BEGIN Provided data
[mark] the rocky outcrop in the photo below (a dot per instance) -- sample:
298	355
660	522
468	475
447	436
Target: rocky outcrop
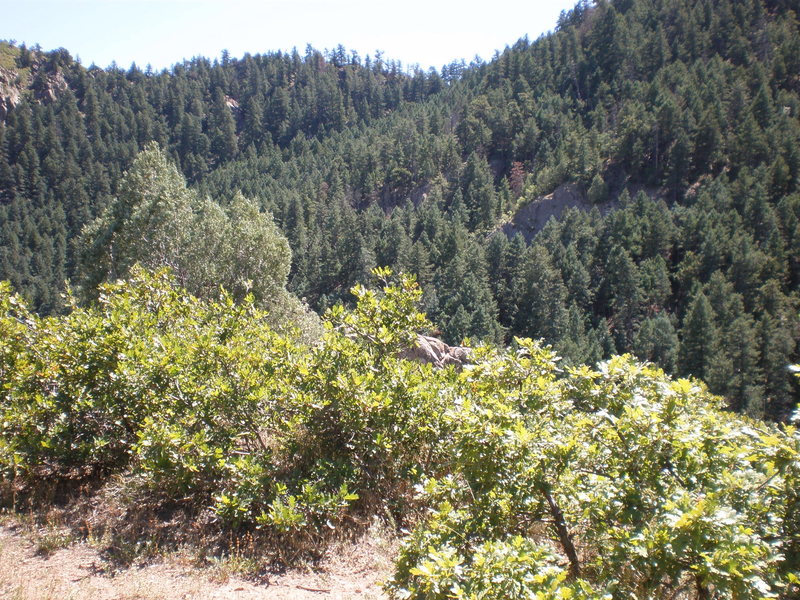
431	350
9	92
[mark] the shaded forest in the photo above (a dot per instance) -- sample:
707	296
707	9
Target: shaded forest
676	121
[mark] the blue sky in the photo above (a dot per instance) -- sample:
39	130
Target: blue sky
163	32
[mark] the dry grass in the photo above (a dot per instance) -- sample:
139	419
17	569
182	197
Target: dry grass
END Provided data
Output only the lines running from the line with "Target: blue sky" through the final line of the data, inclusive.

> _Task output_:
Target: blue sky
163	32
[mark] the dry grass in the photo above (a dot per instance) -- sample:
139	419
17	569
182	197
Target: dry grass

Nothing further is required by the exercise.